## TEXT PROVIDED:
Talking Points for Managers
Any good manager should be trained to have productive, clear money conversations. Managers need to prepare talking points when entering a salary discussion just like their employees should.
It doesn’t matter if you are offering a raise, accepting someone’s request for a raise, or denying a request for a raise, you need to give your employee detailed information to back up your decision. When employees are disappointed by a response, it’s usually because they don’t know or understand the context of the decision. Be very clear about how decisions are made regarding promotions, raises, and bonuses, and don’t over- or under-promise on any of those to your employees.
Your employees probably have some big career goals—do you know what they are? You can’t do much to help them if you don’t. Even if you can’t offer employees the raise they are looking for right when they ask for it, you can help map out their career trajectory at your organization so they know when they can expect a raise or bonus, what type of opportunities are available, and how they can meet the skill and performance requirements for those goals.

## AVAILABLE DATA:

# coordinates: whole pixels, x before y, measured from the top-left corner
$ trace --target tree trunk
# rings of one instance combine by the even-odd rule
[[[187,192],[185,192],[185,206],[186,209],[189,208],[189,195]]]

## REQUESTS:
A - In the text on talking points for managers, what usually causes employees to be disappointed by a response?
B - Duplicate the part of the text on talking points for managers between "Talking Points for" and "their employees should.", inclusive.
C - Go on with the text on talking points for managers from the point where it stops.

## OUTPUTS IN ORDER:
A - They don't know or understand the context of the decision.

B -
Talking Points for Managers
Any good manager should be trained to have productive, clear money conversations. Managers need to prepare talking points when entering a salary discussion just like their employees should.

C -
Don’t let one conversation be the end of your discussion. If an employee got a raise, ask them if it is being reflected in their paycheck so you’re sure all the changes were made correctly. If you decided against granting a raise for now or made a different compensation plan, make sure they feel like a valuable part of your organization and that their work is appreciated.
Follow the Golden Rule
Everyone has a boss, so treat your employees with the same respect you want to receive when you discuss compensation with your own manager.
Talking about money can be scary for everyone, but hopefully, with the help from some of these tips for how to talk discuss salary, your money chats will go from Poltergeist scary to Hocus Pocus scary. As long as you do your research and walk into compensation conversations prepared (as an employee or a manager), you should have the confidence you need to hold a constructive and respectful conversation, whatever the result.